• _Excerpted data_:
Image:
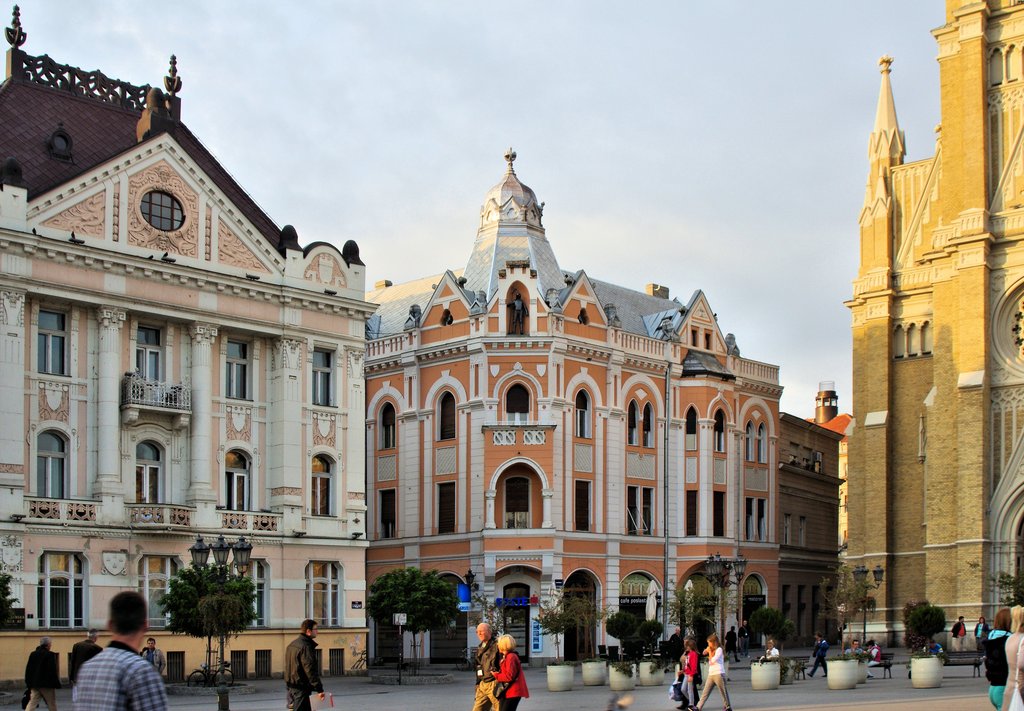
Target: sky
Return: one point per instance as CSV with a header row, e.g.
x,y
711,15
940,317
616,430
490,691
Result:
x,y
713,145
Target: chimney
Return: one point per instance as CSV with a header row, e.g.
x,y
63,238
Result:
x,y
656,290
826,403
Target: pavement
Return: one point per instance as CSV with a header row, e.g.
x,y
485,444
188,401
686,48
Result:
x,y
960,691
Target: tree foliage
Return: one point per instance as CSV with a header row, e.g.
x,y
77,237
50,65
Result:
x,y
200,605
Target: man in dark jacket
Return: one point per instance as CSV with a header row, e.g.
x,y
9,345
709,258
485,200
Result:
x,y
301,672
41,676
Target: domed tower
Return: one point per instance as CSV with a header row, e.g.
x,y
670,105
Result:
x,y
511,231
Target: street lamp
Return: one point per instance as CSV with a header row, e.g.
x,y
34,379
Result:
x,y
860,575
722,573
221,550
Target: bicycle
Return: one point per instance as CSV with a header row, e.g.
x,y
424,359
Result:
x,y
219,675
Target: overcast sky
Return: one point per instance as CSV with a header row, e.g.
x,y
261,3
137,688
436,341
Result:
x,y
714,145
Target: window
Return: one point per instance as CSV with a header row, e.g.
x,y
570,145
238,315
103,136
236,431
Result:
x,y
323,369
59,594
517,502
639,510
387,513
632,436
446,418
147,468
719,431
237,377
236,482
154,572
517,405
718,514
445,507
583,415
148,353
51,343
324,593
162,211
648,425
51,466
691,429
387,426
321,487
582,505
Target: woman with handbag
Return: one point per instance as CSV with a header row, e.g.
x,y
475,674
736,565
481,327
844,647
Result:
x,y
510,683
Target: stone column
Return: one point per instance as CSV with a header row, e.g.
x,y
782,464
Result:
x,y
109,369
201,462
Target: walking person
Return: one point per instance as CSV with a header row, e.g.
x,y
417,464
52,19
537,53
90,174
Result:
x,y
486,664
510,671
117,678
820,650
301,670
716,674
41,676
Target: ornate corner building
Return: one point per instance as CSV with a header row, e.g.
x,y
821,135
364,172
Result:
x,y
173,364
935,486
538,427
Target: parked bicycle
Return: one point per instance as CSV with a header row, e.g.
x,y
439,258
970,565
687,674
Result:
x,y
217,675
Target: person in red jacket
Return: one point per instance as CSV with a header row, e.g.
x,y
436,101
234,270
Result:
x,y
510,670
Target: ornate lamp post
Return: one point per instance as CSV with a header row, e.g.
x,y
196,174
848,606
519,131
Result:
x,y
221,550
860,575
722,573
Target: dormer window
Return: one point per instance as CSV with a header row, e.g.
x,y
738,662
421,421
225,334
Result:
x,y
163,211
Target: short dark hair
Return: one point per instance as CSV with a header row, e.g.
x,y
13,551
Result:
x,y
128,614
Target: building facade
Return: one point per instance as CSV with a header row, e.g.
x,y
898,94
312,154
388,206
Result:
x,y
173,365
935,490
539,427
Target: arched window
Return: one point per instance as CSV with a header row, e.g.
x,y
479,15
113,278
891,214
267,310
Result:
x,y
583,415
648,425
517,502
324,593
446,417
60,591
387,426
633,436
51,465
691,428
517,405
719,430
147,472
236,482
320,490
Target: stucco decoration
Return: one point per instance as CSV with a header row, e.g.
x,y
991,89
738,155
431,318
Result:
x,y
140,234
86,217
232,251
115,561
53,402
325,269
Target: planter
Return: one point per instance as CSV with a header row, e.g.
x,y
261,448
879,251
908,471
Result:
x,y
765,677
843,673
651,674
620,681
560,677
593,673
926,672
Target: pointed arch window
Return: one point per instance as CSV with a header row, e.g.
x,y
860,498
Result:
x,y
446,418
517,405
583,420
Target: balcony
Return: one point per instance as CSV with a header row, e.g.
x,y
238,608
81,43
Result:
x,y
139,393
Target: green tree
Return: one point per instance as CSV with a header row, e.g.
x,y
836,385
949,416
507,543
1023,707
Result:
x,y
426,599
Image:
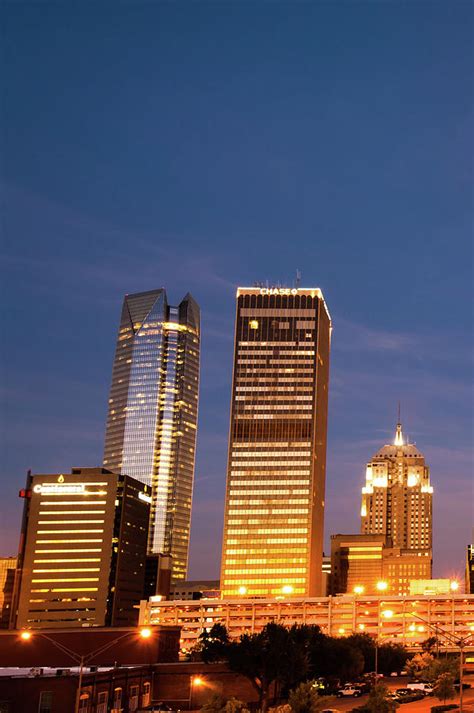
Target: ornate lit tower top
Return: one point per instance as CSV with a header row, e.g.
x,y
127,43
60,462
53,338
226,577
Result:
x,y
397,496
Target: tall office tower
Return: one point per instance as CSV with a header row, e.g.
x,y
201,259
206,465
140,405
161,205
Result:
x,y
356,562
7,579
273,529
82,550
469,587
397,497
367,562
153,410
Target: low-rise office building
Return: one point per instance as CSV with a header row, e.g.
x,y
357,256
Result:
x,y
7,580
365,563
82,550
409,621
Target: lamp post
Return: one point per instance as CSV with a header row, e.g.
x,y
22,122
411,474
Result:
x,y
451,639
82,659
194,681
387,614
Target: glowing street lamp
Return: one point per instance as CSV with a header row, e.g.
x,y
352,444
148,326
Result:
x,y
195,682
82,659
453,640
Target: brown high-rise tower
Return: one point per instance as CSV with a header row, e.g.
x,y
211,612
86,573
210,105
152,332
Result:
x,y
273,531
153,410
397,502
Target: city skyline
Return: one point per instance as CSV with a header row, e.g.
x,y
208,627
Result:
x,y
338,142
153,413
276,472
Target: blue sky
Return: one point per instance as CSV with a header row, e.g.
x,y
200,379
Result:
x,y
199,146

• _What the exercise asks_: All lines from the line containing "Target: tall office tower" through the end of the listing above are to be duplicated exactly; include both ends and nothing further.

• _Exercise answer_:
Target: tall office tower
Return: one point per instance as CSV with a header row, e.g.
x,y
201,259
206,465
140,405
161,205
Result:
x,y
356,562
7,579
273,529
82,550
469,587
397,497
367,562
153,410
Target: low-rise office building
Return: one point per instance as CSV with a header row, e.g.
x,y
357,256
Result:
x,y
7,580
365,563
82,550
409,621
Target: lamp post
Return: one point per instance as CSV with a header row, e.g.
x,y
22,122
411,474
Result:
x,y
451,639
82,659
194,681
387,614
Target: glowing street lamp
Return: one point per instance as CSV with a header row, e.g.
x,y
352,444
148,326
Result:
x,y
195,682
82,659
453,640
Target: brown high-rise tower
Return: one point per instance as CSV with a header row, e.g.
x,y
211,612
86,573
210,105
152,332
Result:
x,y
273,531
153,410
397,502
Target: city skyline
Return: one point per instance as CSV with a header row, e.g.
x,y
208,627
Result:
x,y
338,142
153,413
276,472
Target: blue sky
Return: one point per instance as CSV with a header row, e.g.
x,y
200,379
Result:
x,y
199,146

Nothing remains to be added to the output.